_Pointing dataset excerpts_.
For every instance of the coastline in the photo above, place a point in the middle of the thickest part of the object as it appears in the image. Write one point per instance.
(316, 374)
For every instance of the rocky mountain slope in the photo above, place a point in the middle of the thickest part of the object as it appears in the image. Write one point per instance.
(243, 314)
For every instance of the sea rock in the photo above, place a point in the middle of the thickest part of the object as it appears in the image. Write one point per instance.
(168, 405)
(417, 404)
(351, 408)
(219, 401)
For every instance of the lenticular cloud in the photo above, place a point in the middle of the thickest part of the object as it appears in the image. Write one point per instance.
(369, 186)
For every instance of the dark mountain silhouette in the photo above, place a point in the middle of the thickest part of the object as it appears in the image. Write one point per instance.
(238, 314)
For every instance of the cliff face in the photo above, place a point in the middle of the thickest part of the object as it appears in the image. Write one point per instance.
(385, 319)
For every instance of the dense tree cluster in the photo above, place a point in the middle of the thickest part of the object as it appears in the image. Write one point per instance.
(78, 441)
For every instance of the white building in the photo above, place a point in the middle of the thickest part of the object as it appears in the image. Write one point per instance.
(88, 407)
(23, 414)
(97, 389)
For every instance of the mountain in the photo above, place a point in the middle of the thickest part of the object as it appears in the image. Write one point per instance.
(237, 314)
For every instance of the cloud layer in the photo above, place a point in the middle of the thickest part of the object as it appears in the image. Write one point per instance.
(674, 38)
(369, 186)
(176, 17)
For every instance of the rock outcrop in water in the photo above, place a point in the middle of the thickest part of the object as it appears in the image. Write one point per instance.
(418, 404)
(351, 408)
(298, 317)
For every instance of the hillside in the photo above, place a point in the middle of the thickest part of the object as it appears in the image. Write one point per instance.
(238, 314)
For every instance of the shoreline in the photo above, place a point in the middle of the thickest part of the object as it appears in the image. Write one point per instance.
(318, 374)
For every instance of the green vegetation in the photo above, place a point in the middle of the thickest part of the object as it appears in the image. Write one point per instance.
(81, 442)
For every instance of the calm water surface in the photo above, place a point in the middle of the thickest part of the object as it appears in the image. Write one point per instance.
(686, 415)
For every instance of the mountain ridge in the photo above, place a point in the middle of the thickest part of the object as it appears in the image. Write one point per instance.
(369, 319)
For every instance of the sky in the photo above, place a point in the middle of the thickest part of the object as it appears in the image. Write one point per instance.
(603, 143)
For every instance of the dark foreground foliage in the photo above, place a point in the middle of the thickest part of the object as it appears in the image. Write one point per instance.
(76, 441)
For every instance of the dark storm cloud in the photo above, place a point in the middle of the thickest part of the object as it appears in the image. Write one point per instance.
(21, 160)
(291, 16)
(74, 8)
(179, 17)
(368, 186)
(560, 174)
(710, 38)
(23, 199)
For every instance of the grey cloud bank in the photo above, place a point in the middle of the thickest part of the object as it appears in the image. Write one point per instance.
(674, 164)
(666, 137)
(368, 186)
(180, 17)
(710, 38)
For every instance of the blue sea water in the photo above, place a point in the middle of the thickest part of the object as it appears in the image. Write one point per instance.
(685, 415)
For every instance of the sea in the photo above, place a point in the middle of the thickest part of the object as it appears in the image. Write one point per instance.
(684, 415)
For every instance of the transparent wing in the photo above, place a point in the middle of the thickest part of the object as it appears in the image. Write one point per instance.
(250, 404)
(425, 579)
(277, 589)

_TASK DIRECTIONS_.
Copy exactly, word for word, the line with "For every instance of the dark storm" through the final line of the listing.

_EXERCISE SOLUTION_.
For every instance of the dark storm cloud in the photo above, place a point in the middle of the thickest part of the object as it appears in the image. Write one point per instance.
(21, 160)
(291, 16)
(74, 8)
(179, 17)
(368, 186)
(560, 174)
(710, 38)
(23, 199)
For every instance of the grey cloud bank in the photo above, place a point in the middle of the thickest part of the object as it appears in the image. Write one point per instance.
(674, 164)
(666, 137)
(368, 186)
(180, 17)
(710, 38)
For every instance of the blue sea water in the photo above, place a point in the middle of the thickest part of the object as it appears in the image. Write one point per instance.
(685, 415)
For every instance of the sea in the photo above, place a point in the middle of the thickest part of the object as it appears in the image. Write one point per instance.
(684, 415)
For every instance of the transparent wing in the photo above, place a point in the middle of the thickest part of the object as it appears in the image. Write one point per instance.
(250, 404)
(425, 579)
(277, 589)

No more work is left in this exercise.